→ EXERCISE BRIEF: List every line of the listing below that contains the word "target". Letter case counts.

---------- INPUT FOR THIS TASK

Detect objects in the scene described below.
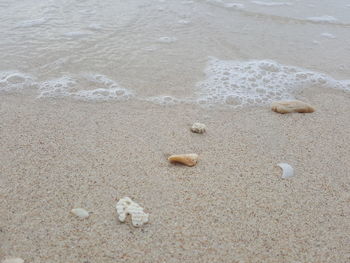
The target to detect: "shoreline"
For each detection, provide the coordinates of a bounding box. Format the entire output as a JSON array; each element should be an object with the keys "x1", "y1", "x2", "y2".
[{"x1": 0, "y1": 88, "x2": 350, "y2": 263}]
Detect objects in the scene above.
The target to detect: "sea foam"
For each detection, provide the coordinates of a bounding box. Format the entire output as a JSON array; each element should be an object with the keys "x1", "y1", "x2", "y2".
[
  {"x1": 38, "y1": 74, "x2": 133, "y2": 101},
  {"x1": 0, "y1": 71, "x2": 34, "y2": 92},
  {"x1": 197, "y1": 58, "x2": 349, "y2": 106}
]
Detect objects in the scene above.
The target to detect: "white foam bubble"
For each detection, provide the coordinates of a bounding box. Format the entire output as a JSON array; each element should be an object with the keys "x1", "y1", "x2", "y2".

--------------------

→ SOLUTION:
The target to detect: "shoreline"
The target to detect: "sea foam"
The target to detect: "white foam bubble"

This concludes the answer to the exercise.